_Activity_
Write out the full set of records below exactly.

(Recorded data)

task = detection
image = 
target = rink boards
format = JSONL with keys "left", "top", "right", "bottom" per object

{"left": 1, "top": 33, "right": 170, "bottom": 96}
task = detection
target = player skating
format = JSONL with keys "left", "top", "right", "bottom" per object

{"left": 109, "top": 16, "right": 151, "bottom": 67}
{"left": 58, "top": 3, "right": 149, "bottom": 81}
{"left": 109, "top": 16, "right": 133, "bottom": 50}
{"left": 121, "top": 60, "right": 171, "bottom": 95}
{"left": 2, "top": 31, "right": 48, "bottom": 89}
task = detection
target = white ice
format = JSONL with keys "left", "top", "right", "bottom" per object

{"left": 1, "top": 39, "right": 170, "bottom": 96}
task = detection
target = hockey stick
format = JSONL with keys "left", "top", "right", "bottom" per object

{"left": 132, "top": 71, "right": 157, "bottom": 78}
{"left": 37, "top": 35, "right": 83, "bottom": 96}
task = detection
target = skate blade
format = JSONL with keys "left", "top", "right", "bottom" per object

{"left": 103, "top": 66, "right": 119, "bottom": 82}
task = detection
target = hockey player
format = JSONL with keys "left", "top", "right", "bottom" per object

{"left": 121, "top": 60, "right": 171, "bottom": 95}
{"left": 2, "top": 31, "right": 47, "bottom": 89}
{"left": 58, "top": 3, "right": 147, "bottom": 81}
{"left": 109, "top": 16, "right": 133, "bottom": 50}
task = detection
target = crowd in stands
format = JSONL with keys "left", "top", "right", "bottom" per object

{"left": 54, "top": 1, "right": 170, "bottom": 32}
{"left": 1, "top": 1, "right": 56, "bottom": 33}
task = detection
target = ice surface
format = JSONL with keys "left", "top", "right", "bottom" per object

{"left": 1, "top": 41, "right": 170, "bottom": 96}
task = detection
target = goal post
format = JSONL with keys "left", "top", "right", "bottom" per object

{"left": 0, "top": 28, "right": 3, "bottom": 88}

_Problem solution_
task = detection
image = 
target = rink boards
format = JSONL with keys "left", "top", "right", "bottom" per object

{"left": 1, "top": 33, "right": 170, "bottom": 96}
task = detection
target = player skating
format = JSONL with keys "left", "top", "right", "bottom" per object

{"left": 109, "top": 16, "right": 151, "bottom": 67}
{"left": 58, "top": 3, "right": 149, "bottom": 81}
{"left": 109, "top": 16, "right": 133, "bottom": 50}
{"left": 121, "top": 60, "right": 171, "bottom": 95}
{"left": 2, "top": 31, "right": 48, "bottom": 89}
task = detection
target = white ice
format = JSONL with keys "left", "top", "right", "bottom" per object

{"left": 1, "top": 39, "right": 170, "bottom": 96}
task = detection
target = hockey stick
format = JSONL with keys "left", "top", "right", "bottom" per object

{"left": 132, "top": 71, "right": 157, "bottom": 78}
{"left": 37, "top": 35, "right": 83, "bottom": 96}
task = detection
target = skate blade
format = JSONL with keys "left", "top", "right", "bottom" per object

{"left": 103, "top": 66, "right": 119, "bottom": 82}
task = detection
target = hockey player
format = JSONL with keys "left", "top", "right", "bottom" per object

{"left": 121, "top": 60, "right": 171, "bottom": 95}
{"left": 2, "top": 31, "right": 47, "bottom": 89}
{"left": 58, "top": 3, "right": 147, "bottom": 81}
{"left": 109, "top": 16, "right": 133, "bottom": 50}
task = detection
target = crowd in stands
format = JSONL with keys "left", "top", "right", "bottom" per object

{"left": 54, "top": 1, "right": 170, "bottom": 32}
{"left": 1, "top": 1, "right": 56, "bottom": 33}
task = detection
target = ice surface
format = JSONL with keys "left", "top", "right", "bottom" per object

{"left": 1, "top": 41, "right": 170, "bottom": 96}
task = detection
target = goal post
format = JSONL with keys "left", "top", "right", "bottom" per object

{"left": 0, "top": 28, "right": 3, "bottom": 88}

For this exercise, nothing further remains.